[Document]:
┌──
Israel gets away with this through a rhetorical move, that has by now, become central to the administration of dictatorship all across the Middle East. These are the steps to get away with murder in the Middle East.

Step one: say that everybody you have killed is a member of what you deem a “terrorist organisation”. For example, after Deputy Prime Minister Bekir Bozdag said that Turkey hadn’t committed any civilian casualties in Afrin, he claimed that “The operation concerns terrorists” only, “and terror organizations within the Afrin district.” Israel has said the same about the latest massacres. As Israel’s ambassador to the UN Aviva Raz Shechter put it, “The loss of life could have been avoided had Hamas [not sent] … terrorists to attack Israel under the cover of the riots”.

Step two: Say that those you kill are actually being used as “human shields”. As Turkey’s government organ, Anadolu said about the Afrin operation, “The PYD/PKK terrorist group plans to use civilians as human shields as the Turkish military and Free Syrian Army move closer to the Afrin city centre.” Now compare this with a press release by the Israel Ministry of Foreign Affairs that was designed to refute the UN, and you can understand this familiar picture.  “The Commissioner-General is deliberately ignoring Hamas’ responsibility for the instigated violence. He is ignoring “the fact that Hamas used Gaza residents as human shields”.

Step three: say that you are protecting your borders, “every country has the obligation to protect its borders” Netanyahu said in response to the latest massacre of innocent Palestinians in Gaza. Parallel this to Erdogan, and we get a familiar picture when close to the end of the occupation of Afrin when Erdogan said that “We are constantly harassed by terror groups on our borders”.

Step four: this is the final one, engage in deflection, or what has now more commonly be known as “Whataboutism”.  Say anyone who criticizes you has a bias against you because they didn’t criticize “X country”. Lately, for Israel, this has been Turkey, and for Turkey, this has been Israel. So when Erdogan and Netanyahu, every once in a while, get onto Twitter and build the case for why there is a legitimate case for both of them to be prosecuted by the International Criminal Court, they are engaging in the same thing. In some ways, you could say they are the same person. Another example of this “whataboutism” is when the Turkish ambassador to Washington, Mr. Serdar Kilic, mentioned that “All the countries and humanitarian agencies calling on us for the prevention of civilian casualties in Afrin are unfortunately silent on Palestine. The necessary humanity is not exhibited on the Gaza victims.”

My personal favourite form of whataboutism, however, was when Erdogan’s advisor Ilnur Cevik, was quite frank about how Turkey approached Afrin. When asked why Afrin was invaded, he mentioned that Israel had created a 40-kilometre safe zone in Syria beyond the Golan Heights. “We are bringing humanitarian aid to the people, establishing a new system for them. Israel did the same”, he told CNN Turk to the astonishment of his AKP base of supporters.     

Isn’t it obvious by now? The AKP doesn’t care about the Palestinian struggle for emancipation. The Likud and the AKP are mirror images of each other. To both, Palestine and Kurdistan are merely rhetorical tools. That some have sought to resist statements by the PKK in support of Gaza’s struggle is perplexing. That some buy into the Israeli narrative that killing children is a way for it to secure Israel’s “borders” – the very narrative that Erdogan used to invade Afrin – is even more mind-boggling. But this is a conversation that needs to be had.
└──
[Written tasks]:
a. Answer these about the article comparing Israel and Turkey:
(i) Who is named as Israel's ambassador to the UN?
(ii) Who is named as the Turkish ambassador to Washington?
(iii) On which channel did Ilnur Cevik say "Israel did the same"?
b. Write the next part of the article comparing Israel and Turkey, starting after its last sentence.
The material has no role in any of this.

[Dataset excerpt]
┌──
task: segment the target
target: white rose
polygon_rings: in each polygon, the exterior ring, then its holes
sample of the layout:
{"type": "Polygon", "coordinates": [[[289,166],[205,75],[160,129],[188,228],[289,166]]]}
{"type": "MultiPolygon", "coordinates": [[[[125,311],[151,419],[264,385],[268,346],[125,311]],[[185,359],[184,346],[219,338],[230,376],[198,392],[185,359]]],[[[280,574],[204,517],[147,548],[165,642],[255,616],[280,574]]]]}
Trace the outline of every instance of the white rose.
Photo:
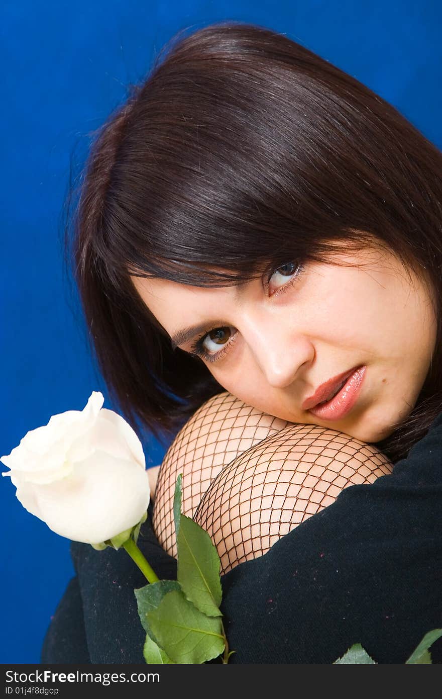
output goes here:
└──
┌──
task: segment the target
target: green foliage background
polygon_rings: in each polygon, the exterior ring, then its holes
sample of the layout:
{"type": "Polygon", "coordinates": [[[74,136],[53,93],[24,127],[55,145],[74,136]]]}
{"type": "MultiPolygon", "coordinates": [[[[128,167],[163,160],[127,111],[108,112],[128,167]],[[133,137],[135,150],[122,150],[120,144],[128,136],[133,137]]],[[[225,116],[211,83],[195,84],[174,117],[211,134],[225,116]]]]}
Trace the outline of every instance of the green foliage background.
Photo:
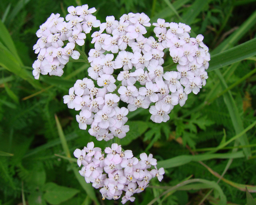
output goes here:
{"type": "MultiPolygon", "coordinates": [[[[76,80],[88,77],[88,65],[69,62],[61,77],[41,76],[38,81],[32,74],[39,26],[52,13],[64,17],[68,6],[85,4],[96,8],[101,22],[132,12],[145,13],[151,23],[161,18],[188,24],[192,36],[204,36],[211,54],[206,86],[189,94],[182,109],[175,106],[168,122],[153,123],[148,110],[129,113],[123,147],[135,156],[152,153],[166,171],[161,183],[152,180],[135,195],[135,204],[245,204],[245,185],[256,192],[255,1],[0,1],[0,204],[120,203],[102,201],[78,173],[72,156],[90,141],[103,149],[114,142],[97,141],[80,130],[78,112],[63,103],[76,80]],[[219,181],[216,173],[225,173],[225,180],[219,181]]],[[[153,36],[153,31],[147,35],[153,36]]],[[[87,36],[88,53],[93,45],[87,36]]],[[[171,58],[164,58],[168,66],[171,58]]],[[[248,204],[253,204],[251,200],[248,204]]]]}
└──
┌──
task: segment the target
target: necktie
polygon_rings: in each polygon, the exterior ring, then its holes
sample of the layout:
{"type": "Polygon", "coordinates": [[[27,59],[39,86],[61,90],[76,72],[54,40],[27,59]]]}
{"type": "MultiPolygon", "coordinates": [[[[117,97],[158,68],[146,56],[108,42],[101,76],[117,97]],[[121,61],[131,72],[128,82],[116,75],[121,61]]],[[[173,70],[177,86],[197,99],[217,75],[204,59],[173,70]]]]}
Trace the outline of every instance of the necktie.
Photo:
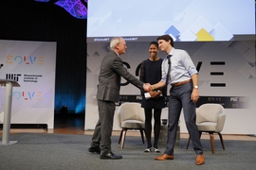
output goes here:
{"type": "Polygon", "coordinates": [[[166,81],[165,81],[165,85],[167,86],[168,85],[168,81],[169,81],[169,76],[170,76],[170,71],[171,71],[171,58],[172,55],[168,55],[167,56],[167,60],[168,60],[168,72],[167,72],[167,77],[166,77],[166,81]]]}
└──
[Replies]:
a.
(i) Aviva Raz Shechter
(ii) Serdar Kilic
(iii) CNN Turk

b.
For some reason, whether it’s the influence of Kurdish reactionary organizations like the Kurdistan Democratic Party (KDP) or any other parties that see Israel as an ally in their struggle against Arab nationalism, or if its because of the illusion that Erdogan cares about Palestine (and thereby, says the simplistic mind, the Palestinian cause is wrong), even as he sends millions of oil barrels a day to Israel – some supporters of the Kurdish struggle have voiced concern, mostly privately on social media, about the statements made by Kurdish leftists in support of the Palestinian struggle for emancipation.

Let it be clear, one can be very critical of the reactionary nature of Hamas, one can condemn its failure to seriously ground itself in anti-colonialism, one can stand against its solidarity with Turkey’s occupation of Afrin as well – but how does this exempt Israel from its war crimes, for cold-blooded murder? Gaza’s residents are not synonymous with Hamas. One cannot talk about the Great March of return without acknowledging that in 1948, over 700,000 Palestinians were expelled from their homes for Israeli’s to settle in. One cannot talk about the Great March of Return, if Palestinians have, quite literally, been living on crumbs with the promise of a state – only to face an Israeli-Trump coalition which seeks to destroy any hopes of a negotiated two-state solution. One cannot talk about the Great March of return without talking about poverty, unemployment, lack of energy, electricity – all of which stem from a joint blockade by Egypt and Israel. And now that they seek to leave their prison, they are all slaughtered in cold blood in a massacre that refuses to distinguish between children, nurses, journalists and members of Hamas? Let’s be honest, “Hamas” is a dog whistle. The old adage is innocent until proven guilty. To the Israeli state, if a bullet lands on you, you are Hamas until proven otherwise.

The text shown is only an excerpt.